Resume the passage on statistical software for survey data, picking up right after its final sentence.

## READING PASSAGE

....

Note: above information is for SPSS 13.0; SPSS 12 supports a more restricted set of features.

Stata

There are about currently about 50 Stata commands for various analyses of survey data, including the following analyses and others:

Estimation of means, totals, ratios, and proportions.
Linear regression, logistic regression, and probit; also, tobit, interval, censored, instrumental variables, multinomial logit, ordered logit and probit, and Poisson. Point estimates, associated standard errors, confidence intervals, and design effects for the full population or subpopulations are displayed. Auxiliary commands will display all this information for linear combinations (e.g., differences) of estimators, and conduct hypothesis tests.
Contingency tables with Rao-Scott corrections of chi-squared tests; new survey-corrected regression commands including tobit, interval, censored, instrumental variables, multinomial logit, ordered logit and probit, and Poisson.

SUDAAN

SUDAAN includes the following statistical procedures:

MULTILOG: Fits multinomial logistic regression models to ordinal and nominal categorical data and computes hypothesis tests for model parameters. Estimates odds ratios and their 95% confidence intervals for each model parameter. Has GEE (Generalized Estimating Equation) modeling capabilities for efficient parameter estimation.

....

[Dataset records on object locations]
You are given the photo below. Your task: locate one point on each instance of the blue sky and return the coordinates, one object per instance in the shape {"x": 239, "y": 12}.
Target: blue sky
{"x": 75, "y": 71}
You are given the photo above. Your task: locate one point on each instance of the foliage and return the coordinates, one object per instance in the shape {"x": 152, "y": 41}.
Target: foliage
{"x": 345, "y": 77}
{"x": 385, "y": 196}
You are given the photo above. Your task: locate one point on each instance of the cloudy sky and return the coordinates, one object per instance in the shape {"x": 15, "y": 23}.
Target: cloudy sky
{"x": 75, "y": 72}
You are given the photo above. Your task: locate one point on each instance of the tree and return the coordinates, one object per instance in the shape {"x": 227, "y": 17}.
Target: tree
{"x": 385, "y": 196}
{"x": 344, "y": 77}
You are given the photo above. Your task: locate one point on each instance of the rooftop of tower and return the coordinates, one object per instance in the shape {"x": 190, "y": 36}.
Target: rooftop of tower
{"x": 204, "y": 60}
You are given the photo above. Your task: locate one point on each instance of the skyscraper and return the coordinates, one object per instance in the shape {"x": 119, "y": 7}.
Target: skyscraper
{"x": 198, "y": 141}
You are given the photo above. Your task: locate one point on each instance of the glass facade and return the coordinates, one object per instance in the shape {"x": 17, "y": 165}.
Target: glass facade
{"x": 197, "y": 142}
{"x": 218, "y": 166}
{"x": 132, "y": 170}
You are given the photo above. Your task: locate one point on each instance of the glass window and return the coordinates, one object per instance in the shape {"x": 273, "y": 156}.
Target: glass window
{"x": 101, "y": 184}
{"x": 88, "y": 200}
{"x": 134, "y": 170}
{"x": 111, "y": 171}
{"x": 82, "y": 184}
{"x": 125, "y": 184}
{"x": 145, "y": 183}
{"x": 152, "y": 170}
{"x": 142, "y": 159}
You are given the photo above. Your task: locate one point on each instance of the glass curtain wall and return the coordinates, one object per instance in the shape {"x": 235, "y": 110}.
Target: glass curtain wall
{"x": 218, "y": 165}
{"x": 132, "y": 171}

....

## TASK ANSWER
REGRESS: Fits linear regression models to continuous outcomes and performs hypothesis tests concerning the model parameters.
LOGISTIC: Fits logistic regression models to binary data and computes hypothesis tests for model parameters. Estimates odds ratios and their 95% confidence intervals for each model parameter.
SURVIVAL: Fits proportional hazards (Cox regression) models to failure time data. Estimates hazard ratios and their 95% confidence intervals for each model parameter.
CROSSTAB: Computes frequencies, percentage distributions, odds ratios, relative risks, and their standard errors (or confidence intervals) for user-specified cross-tabulations, as well as chi-square tests of independence and the Cochran-Mantel-Haenszel chi-square test for stratified two-way tables.
DESCRIPT: Computes estimates of means, totals, proportions, percentages, geometric means, quantiles, and their standard errors. Also computes standardized estimates and tests of single degree-of-freedom contrasts among levels of a categorical variable.
RATIO: Computes estimates and standard errors of generalized ratios of the form (Summation y) / (Summation x), where x and y are observed variables. Also computes standardized estimates and tests single-degree-of-freedom contrasts among levels of a categorical variable.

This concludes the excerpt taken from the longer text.